* **Task brief**
Gather every line in the material below that contains the string "cloud", matching upper and lower case exactly.

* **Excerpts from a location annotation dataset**
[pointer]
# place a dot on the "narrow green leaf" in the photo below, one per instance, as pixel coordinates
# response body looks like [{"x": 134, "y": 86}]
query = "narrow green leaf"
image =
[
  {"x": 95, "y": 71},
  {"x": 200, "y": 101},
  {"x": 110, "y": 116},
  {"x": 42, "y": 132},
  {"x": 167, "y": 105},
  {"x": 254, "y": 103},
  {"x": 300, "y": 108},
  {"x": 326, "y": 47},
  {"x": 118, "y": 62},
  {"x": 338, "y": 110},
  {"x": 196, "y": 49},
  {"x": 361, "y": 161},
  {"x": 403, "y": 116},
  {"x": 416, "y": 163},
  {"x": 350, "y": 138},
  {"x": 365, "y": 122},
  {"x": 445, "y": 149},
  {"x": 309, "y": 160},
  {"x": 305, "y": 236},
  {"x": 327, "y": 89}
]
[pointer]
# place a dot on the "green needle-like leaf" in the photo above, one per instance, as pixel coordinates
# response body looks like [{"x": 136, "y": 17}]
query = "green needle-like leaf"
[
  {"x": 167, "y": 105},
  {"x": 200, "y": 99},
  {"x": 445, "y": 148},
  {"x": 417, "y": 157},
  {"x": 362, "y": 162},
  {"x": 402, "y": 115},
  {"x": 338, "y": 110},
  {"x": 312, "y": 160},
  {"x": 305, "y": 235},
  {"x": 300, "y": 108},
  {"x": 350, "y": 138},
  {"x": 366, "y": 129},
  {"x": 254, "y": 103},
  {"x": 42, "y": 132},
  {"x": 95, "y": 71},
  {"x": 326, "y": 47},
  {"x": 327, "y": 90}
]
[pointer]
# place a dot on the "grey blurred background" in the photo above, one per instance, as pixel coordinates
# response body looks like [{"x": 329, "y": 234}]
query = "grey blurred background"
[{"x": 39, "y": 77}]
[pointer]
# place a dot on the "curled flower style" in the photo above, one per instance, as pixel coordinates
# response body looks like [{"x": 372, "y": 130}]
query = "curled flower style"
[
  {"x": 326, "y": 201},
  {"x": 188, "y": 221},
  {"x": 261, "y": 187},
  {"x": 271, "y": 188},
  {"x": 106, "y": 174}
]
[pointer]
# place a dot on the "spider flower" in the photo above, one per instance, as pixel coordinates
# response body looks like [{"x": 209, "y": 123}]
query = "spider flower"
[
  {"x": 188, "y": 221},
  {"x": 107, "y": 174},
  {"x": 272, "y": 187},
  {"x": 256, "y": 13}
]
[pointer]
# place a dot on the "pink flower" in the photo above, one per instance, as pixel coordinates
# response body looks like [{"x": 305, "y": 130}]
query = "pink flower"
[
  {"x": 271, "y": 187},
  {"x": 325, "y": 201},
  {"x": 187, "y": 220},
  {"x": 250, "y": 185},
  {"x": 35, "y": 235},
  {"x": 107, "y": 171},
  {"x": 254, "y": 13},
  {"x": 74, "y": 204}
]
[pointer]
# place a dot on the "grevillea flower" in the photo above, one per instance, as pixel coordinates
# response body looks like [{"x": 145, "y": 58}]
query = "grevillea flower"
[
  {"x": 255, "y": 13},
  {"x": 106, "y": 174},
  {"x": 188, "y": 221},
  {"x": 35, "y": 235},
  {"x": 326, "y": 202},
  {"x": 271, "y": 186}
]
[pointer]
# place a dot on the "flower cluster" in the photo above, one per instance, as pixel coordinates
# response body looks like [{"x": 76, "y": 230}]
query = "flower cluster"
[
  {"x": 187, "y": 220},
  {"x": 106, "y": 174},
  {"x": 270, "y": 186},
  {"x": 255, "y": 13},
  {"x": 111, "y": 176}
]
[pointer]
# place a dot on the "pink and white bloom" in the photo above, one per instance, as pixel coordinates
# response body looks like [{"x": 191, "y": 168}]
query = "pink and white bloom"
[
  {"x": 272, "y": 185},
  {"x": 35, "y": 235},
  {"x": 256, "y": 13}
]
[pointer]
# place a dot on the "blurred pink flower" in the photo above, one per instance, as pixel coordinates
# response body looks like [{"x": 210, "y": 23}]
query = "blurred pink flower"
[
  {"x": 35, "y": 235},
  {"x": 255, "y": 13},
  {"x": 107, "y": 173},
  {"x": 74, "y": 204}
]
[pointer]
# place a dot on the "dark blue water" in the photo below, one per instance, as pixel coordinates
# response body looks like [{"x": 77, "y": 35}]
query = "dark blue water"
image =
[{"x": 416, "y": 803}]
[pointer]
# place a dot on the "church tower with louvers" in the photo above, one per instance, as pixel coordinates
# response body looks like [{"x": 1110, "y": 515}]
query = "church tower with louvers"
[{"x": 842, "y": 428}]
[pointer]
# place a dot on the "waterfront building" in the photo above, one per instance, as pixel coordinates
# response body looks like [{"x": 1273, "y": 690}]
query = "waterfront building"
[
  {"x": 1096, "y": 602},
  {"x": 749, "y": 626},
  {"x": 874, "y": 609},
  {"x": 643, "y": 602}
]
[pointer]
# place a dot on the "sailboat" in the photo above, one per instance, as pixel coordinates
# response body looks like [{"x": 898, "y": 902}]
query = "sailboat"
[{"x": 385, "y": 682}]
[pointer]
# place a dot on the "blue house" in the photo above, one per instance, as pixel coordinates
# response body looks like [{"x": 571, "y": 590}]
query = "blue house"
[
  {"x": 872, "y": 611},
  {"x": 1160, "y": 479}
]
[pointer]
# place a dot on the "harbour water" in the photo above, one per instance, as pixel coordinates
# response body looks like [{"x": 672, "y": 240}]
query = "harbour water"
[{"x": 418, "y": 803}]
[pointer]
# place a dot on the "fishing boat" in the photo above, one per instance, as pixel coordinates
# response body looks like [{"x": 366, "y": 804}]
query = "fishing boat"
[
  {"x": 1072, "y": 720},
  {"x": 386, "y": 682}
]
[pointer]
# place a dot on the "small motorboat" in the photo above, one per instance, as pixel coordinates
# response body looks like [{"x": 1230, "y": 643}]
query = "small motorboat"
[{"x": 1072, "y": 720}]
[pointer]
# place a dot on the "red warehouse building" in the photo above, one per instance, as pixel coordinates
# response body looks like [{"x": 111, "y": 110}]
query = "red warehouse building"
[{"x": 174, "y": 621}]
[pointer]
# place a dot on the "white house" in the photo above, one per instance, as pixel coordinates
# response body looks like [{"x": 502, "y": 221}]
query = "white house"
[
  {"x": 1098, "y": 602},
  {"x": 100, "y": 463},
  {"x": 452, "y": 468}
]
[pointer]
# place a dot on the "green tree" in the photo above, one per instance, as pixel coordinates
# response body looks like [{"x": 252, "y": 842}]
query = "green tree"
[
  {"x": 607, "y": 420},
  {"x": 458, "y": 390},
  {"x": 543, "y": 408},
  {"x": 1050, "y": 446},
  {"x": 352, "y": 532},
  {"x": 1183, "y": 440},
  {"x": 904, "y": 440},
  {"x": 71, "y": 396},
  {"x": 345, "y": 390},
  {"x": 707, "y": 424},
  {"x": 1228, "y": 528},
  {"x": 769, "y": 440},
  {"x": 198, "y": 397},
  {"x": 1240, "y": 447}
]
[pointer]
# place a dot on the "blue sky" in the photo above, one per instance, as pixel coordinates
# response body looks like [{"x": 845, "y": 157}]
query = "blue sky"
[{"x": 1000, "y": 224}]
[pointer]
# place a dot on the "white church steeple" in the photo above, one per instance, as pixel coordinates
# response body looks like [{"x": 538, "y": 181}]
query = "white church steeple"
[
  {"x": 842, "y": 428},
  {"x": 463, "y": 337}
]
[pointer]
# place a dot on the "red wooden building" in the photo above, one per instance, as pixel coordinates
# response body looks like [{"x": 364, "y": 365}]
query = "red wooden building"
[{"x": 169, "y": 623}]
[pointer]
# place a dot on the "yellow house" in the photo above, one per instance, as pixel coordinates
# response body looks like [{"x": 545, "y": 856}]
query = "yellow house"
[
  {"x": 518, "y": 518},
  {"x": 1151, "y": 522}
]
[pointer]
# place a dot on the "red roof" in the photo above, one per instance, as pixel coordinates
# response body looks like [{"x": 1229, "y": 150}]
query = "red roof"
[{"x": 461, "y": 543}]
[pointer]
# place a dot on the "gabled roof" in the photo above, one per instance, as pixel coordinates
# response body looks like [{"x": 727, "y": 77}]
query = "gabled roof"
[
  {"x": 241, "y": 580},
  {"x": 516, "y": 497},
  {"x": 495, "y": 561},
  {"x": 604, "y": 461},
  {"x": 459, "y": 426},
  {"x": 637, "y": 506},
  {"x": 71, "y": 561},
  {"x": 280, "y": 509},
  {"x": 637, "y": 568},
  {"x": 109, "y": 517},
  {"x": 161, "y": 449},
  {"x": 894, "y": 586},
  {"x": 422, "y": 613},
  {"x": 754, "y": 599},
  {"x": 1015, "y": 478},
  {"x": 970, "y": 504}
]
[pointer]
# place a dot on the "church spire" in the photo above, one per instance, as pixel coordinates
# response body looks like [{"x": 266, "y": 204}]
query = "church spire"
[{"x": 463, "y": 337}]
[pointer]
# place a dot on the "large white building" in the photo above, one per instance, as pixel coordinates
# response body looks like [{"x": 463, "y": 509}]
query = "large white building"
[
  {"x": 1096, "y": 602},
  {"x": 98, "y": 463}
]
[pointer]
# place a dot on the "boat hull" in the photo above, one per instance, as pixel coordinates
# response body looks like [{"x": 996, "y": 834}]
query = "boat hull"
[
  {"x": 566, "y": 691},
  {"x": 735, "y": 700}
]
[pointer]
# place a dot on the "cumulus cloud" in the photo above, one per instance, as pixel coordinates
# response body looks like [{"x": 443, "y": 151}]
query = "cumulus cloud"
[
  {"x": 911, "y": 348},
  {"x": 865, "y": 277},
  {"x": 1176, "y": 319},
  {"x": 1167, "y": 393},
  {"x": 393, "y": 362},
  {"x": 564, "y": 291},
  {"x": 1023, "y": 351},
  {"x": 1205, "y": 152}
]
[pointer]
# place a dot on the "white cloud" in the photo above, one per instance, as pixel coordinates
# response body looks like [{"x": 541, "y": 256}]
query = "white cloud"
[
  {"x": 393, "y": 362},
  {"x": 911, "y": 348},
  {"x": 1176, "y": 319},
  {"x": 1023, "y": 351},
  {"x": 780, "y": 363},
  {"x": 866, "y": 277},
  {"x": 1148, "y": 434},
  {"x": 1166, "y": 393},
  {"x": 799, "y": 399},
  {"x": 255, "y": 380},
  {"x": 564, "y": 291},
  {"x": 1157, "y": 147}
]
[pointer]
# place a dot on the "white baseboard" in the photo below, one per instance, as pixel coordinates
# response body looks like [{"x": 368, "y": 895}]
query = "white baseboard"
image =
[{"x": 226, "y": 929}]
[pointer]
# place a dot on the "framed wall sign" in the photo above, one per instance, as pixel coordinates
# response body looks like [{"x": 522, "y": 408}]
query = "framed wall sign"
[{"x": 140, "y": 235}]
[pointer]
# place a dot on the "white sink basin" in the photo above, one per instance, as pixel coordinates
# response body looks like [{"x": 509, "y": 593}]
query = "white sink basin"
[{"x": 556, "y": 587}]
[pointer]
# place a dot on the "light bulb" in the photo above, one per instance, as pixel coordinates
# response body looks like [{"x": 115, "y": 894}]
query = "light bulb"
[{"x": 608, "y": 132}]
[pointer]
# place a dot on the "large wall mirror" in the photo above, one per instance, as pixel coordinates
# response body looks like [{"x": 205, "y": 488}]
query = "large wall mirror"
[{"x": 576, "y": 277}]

* **Reply to the exercise**
# place a dot on the "cumulus cloud" in the photo above, one per instance, as pixel coordinates
query = "cumulus cloud"
# place a dot on the "white cloud" in the photo above, one per instance, as pixel coordinates
query = "white cloud"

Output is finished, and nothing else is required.